TEXTAUSZUG:
┌──
Nach einem tödlichem Einsatz der israelischen Armee in Nablus werden vermehrt Anschläge befürchtet. Zudem wird ein radikaler Siedler „Gouverneur“ im Westjordanland.

Nablus - Tausende Menschen gingen am Freitag in mehreren Städten im Westjordanland auf die Straße, um ihren Zorn über den Tod von elf Palästinenser:innen bei einem Armeeeinsatz am Mittwoch zum Ausdruck zu bringen. Bei einem vierstündigen Anti-Terror-Einsatz der israelischen Armee in Nablus, der in einen Schusswechsel mit den Terroristen mündete, wurden laut palästinensischen Angaben auch mehrere unbeteiligte Zivilist:innen getötet. Mehr als hundert Menschen wurden teils schwer verletzt.

Damit steigt die Zahl der Menschen, die von israelischen Streitkräften getötet wurden, auf über 60 seit Anfang Januar. Im selben Zeitraum häuften sich Attentate palästinensischer Terrorist:innen. Zehn Israelis und ein Ukrainer wurden dabei getötet, darunter auch zwei Kinder.

Der EU-Außenbeauftragte Josep Borrell erklärte, die EU „bedauert den Tod von Zivilisten“, Gewalt dürfe „nur als letztes Mittel“ eingesetzt werden.

Vorsichtige Kritik in Israel

Vorsichtige Kritik kommt auch von einem prominenten Militäranalysten in Israel. Amos Yadlin, Ex-Direktor des israelischen Instituts für Sicherheitsstudien, sagte am Donnerstag gegenüber der Nachrichtenseite „ynet“: „Gestern wurde eine Menge Blut vergossen. Wir müssen prüfen, ob das Vorgehen in Nablus gerechtfertigt war, ob es tatsächlich nötig war, um eine tickende Bombe zu entschärfen. Sollte das nicht der Fall sein, dann sind wir hier vielleicht zu weit gegangen“. Pflegekräfte eines Krankenhauses in Nablus berichten von einer Häufung von Schussverletzungen im Kopf- und Brustbereich.
└──
AUFGABE A:
Gib die Einträge ab der Zeile mit „Target: blank white phone screen“ bis zum Ende der Einträge unverändert wieder, beide Enden eingeschlossen.
Die folgenden Einträge stehen in keinem Zusammenhang mit dem Text.

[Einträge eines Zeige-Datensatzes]
┌──
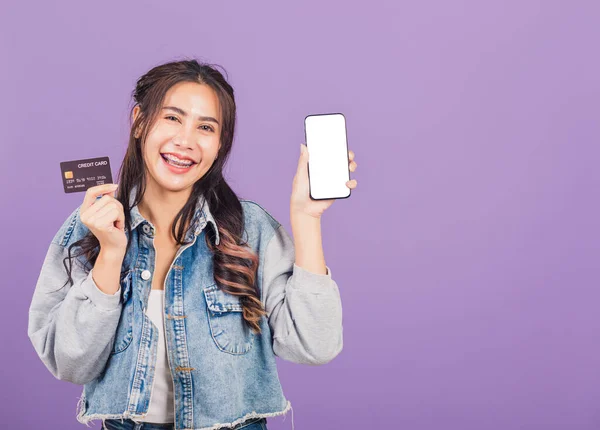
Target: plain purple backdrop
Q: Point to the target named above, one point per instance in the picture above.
(467, 257)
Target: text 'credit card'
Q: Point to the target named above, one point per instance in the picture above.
(79, 175)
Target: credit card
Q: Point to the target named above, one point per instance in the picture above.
(79, 175)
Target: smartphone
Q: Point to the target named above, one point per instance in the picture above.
(328, 162)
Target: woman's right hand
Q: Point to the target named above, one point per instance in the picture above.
(105, 218)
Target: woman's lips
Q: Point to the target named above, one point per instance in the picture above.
(176, 169)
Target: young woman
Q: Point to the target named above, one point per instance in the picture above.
(179, 295)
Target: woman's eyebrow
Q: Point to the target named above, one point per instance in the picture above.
(184, 113)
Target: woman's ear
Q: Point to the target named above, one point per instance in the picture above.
(135, 113)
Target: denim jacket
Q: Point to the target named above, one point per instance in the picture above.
(223, 373)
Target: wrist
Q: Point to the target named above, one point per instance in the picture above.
(111, 255)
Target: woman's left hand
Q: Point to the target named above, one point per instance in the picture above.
(300, 202)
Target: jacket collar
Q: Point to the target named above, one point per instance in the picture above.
(202, 216)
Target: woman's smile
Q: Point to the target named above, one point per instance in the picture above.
(177, 165)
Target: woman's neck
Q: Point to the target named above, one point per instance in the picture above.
(160, 206)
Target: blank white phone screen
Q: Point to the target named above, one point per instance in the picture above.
(328, 155)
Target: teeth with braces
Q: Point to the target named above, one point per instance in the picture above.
(177, 161)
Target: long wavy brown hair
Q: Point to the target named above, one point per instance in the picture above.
(234, 262)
└──
AUFGABE B:
Fasse den Text über Nablus in zwei Sätzen zusammen.

ANTWORT A:
Target: blank white phone screen
Q: Point to the target named above, one point per instance in the picture above.
(328, 155)
Target: teeth with braces
Q: Point to the target named above, one point per instance in the picture above.
(177, 161)
Target: long wavy brown hair
Q: Point to the target named above, one point per instance in the picture above.
(234, 262)

ANTWORT B:
Bei einem vierstündigen Anti-Terror-Einsatz der israelischen Armee in Nablus wurden am Mittwoch elf Palästinenser:innen getötet, laut palästinensischen Angaben auch mehrere unbeteiligte Zivilist:innen, und am Freitag gingen Tausende im Westjordanland aus Zorn darüber auf die Straße. Die EU bedauerte den Tod von Zivilisten, und der israelische Militäranalyst Amos Yadlin äußerte vorsichtige Kritik, indem er forderte zu prüfen, ob das Vorgehen in Nablus gerechtfertigt war.